* [Task] Repeat all the material exactly; pictures stay out of your copy.

* [Segmentation labeling entries]
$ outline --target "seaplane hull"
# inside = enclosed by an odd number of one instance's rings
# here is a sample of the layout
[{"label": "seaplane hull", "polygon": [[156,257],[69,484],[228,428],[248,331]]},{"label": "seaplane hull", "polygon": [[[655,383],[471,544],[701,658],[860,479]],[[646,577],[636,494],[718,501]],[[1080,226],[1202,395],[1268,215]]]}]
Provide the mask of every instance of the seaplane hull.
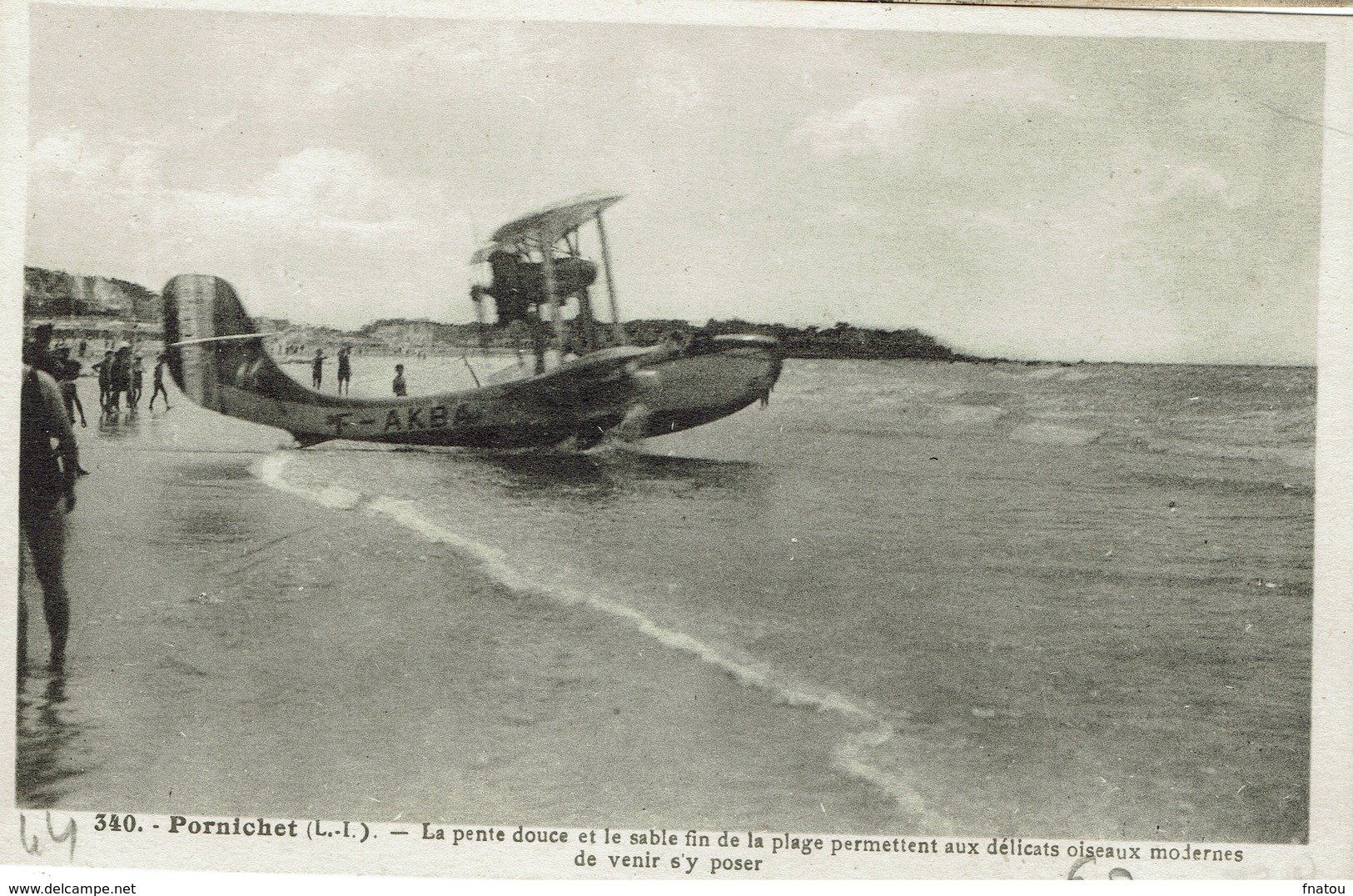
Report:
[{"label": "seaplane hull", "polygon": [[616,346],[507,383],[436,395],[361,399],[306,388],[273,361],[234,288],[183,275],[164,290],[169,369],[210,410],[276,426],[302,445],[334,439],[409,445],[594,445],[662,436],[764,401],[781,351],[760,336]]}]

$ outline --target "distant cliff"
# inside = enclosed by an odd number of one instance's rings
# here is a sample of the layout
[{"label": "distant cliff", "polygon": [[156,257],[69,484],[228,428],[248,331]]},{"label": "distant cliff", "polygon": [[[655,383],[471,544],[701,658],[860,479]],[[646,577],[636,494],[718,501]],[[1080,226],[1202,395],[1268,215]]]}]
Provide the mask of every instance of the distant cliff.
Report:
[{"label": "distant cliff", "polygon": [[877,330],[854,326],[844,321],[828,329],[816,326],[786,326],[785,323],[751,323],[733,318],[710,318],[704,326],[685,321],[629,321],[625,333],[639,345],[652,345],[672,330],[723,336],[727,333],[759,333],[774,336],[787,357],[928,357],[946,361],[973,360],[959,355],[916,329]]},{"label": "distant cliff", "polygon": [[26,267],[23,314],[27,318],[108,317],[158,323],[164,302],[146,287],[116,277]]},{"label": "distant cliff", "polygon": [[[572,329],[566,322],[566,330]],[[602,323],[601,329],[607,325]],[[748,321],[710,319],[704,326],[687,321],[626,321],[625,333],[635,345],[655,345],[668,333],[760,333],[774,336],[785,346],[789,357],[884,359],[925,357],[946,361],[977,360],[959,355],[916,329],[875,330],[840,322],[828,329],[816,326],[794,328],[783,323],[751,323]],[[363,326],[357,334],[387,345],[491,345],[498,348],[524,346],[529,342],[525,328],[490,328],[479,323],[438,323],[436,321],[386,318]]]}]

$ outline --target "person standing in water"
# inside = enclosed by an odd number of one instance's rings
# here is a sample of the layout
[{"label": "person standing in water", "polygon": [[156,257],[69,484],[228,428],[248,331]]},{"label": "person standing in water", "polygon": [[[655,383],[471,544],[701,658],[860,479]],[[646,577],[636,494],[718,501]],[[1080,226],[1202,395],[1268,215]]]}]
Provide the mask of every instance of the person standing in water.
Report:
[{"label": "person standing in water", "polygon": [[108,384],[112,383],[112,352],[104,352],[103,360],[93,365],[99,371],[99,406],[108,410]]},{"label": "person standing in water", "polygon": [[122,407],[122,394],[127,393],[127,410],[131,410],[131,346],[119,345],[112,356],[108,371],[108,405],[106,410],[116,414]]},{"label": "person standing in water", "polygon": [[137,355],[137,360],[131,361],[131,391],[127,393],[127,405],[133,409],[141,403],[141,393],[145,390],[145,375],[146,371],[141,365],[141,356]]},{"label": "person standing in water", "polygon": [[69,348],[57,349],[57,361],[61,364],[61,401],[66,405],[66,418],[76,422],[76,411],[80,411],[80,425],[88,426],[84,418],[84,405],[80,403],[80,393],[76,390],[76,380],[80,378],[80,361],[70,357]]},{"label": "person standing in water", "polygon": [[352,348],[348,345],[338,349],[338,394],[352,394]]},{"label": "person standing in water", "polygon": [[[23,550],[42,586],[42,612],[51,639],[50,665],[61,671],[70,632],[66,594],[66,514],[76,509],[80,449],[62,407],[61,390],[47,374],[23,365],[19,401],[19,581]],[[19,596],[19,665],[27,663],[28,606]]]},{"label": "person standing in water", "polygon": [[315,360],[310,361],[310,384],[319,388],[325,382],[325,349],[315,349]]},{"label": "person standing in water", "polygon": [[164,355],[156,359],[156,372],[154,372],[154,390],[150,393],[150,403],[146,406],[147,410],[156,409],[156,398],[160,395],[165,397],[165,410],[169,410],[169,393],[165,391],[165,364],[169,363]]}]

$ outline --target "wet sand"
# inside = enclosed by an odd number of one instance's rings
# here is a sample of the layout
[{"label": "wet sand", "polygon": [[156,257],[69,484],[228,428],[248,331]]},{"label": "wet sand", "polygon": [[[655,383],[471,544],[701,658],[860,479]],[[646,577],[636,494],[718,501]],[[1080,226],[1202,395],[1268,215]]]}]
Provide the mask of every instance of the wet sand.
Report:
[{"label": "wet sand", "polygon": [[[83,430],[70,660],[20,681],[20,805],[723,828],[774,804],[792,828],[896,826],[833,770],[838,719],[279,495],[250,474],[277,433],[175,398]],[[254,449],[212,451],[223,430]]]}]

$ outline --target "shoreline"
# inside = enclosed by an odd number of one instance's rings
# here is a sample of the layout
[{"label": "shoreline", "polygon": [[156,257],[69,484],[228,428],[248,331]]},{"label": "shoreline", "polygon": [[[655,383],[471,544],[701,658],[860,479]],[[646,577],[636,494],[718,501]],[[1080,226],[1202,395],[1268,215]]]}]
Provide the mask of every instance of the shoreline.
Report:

* [Answer to the exercise]
$ outline --target "seaplane hull"
# inside = enclosed by an odd number of one instance's rings
# here is a sample of the layout
[{"label": "seaplane hull", "polygon": [[156,257],[69,484],[228,428],[248,331]]},{"label": "seaplane hull", "polygon": [[[655,383],[471,544],[701,658],[860,479]],[[646,577],[636,494],[718,501]],[[1080,226],[1202,395],[1268,215]]]}]
Provide the mask of every instance of the seaplane hull.
Report:
[{"label": "seaplane hull", "polygon": [[616,346],[507,383],[436,395],[361,399],[306,388],[273,361],[234,288],[183,275],[164,290],[169,369],[210,410],[276,426],[302,445],[334,439],[409,445],[594,445],[662,436],[764,401],[781,351],[760,336]]}]

$ outline --target "distant cliff"
# inside = enclosed by an odd number of one instance's rings
# here is a sample of the layout
[{"label": "distant cliff", "polygon": [[156,257],[69,484],[228,428],[248,331]]},{"label": "distant cliff", "polygon": [[[655,383],[471,544],[701,658],[860,479]],[[646,577],[636,494],[718,501]],[[1080,226],[1202,395],[1268,215]]]}]
Provide the mask of every instance of the distant cliff.
Report:
[{"label": "distant cliff", "polygon": [[877,330],[854,326],[844,321],[828,329],[816,326],[786,326],[785,323],[751,323],[733,318],[710,318],[704,326],[685,321],[629,321],[625,333],[639,345],[652,345],[672,330],[723,336],[727,333],[759,333],[774,336],[787,357],[928,357],[946,361],[973,360],[959,355],[916,329]]},{"label": "distant cliff", "polygon": [[26,267],[23,314],[27,318],[108,317],[158,323],[164,302],[146,287],[116,277]]},{"label": "distant cliff", "polygon": [[[572,329],[566,322],[566,330]],[[602,323],[601,329],[607,325]],[[748,321],[710,319],[704,326],[687,321],[626,321],[625,333],[635,345],[655,345],[668,333],[760,333],[774,336],[785,346],[789,357],[884,359],[925,357],[946,361],[977,360],[959,355],[916,329],[875,330],[840,322],[828,329],[816,326],[794,328],[783,323],[751,323]],[[363,326],[357,334],[387,345],[491,345],[498,348],[524,346],[529,342],[525,328],[490,328],[479,323],[438,323],[436,321],[386,318]]]}]

$ outline --target "person standing in water"
# inside = enclosed by an odd number of one instance's rings
# here is a sample of the layout
[{"label": "person standing in water", "polygon": [[156,257],[69,484],[228,428],[248,331]]},{"label": "person standing in water", "polygon": [[[655,383],[471,544],[701,658],[860,479]],[[646,577],[636,494],[718,501]],[[1080,226],[1202,395],[1268,215]]]}]
Provide the mask of every instance of the person standing in water.
Report:
[{"label": "person standing in water", "polygon": [[108,384],[112,383],[112,352],[104,352],[103,360],[93,365],[99,371],[99,406],[108,410]]},{"label": "person standing in water", "polygon": [[122,407],[122,394],[127,393],[127,410],[131,410],[131,346],[119,345],[112,356],[108,371],[108,405],[106,410],[116,414]]},{"label": "person standing in water", "polygon": [[137,355],[137,360],[131,361],[131,391],[127,393],[127,405],[133,409],[141,403],[141,393],[145,390],[145,375],[146,371],[141,365],[141,356]]},{"label": "person standing in water", "polygon": [[69,348],[57,349],[57,361],[61,364],[61,401],[66,405],[66,418],[76,422],[76,411],[80,411],[80,425],[88,426],[84,418],[84,405],[80,403],[80,393],[76,390],[76,380],[80,378],[80,361],[70,357]]},{"label": "person standing in water", "polygon": [[352,348],[348,345],[338,349],[338,394],[352,394]]},{"label": "person standing in water", "polygon": [[[23,550],[42,586],[42,612],[51,639],[50,665],[61,671],[70,632],[66,594],[66,514],[76,509],[80,449],[62,407],[61,390],[47,374],[23,365],[19,401],[19,581]],[[19,596],[19,665],[27,663],[28,606]]]},{"label": "person standing in water", "polygon": [[315,360],[310,361],[310,384],[319,388],[325,382],[325,349],[315,349]]},{"label": "person standing in water", "polygon": [[164,355],[156,359],[156,372],[154,372],[154,390],[150,393],[150,403],[146,406],[147,410],[156,409],[156,398],[160,395],[165,397],[165,410],[169,410],[169,393],[165,391],[165,364],[169,363]]}]

$ outline --target "wet sand"
# inside = enclosed by an odd number of one instance's rings
# here is a sample of the layout
[{"label": "wet sand", "polygon": [[156,257],[69,484],[228,428],[248,331]]},{"label": "wet sand", "polygon": [[[655,383],[471,544],[701,658],[860,479]],[[646,577],[636,494],[718,501]],[[1080,226],[1202,395],[1268,215]]]}]
Provide the mask of every instance of the wet sand.
Report:
[{"label": "wet sand", "polygon": [[[83,430],[70,660],[20,681],[20,805],[723,828],[774,804],[792,828],[896,826],[833,770],[838,719],[279,495],[250,474],[277,433],[175,398]],[[254,449],[212,451],[223,430]]]}]

$ outline --target "shoreline"
# inside = enclosed by an odd number of one instance's rings
# here is a sample of the layout
[{"label": "shoreline", "polygon": [[156,257],[69,484],[228,428],[248,331]]},{"label": "shoreline", "polygon": [[[655,383],[471,544],[701,658],[860,479]],[[646,577],[636,494],[718,501]],[[1080,226],[1202,395],[1268,215]]]}]
Provide the mask of every instance of the shoreline.
Report:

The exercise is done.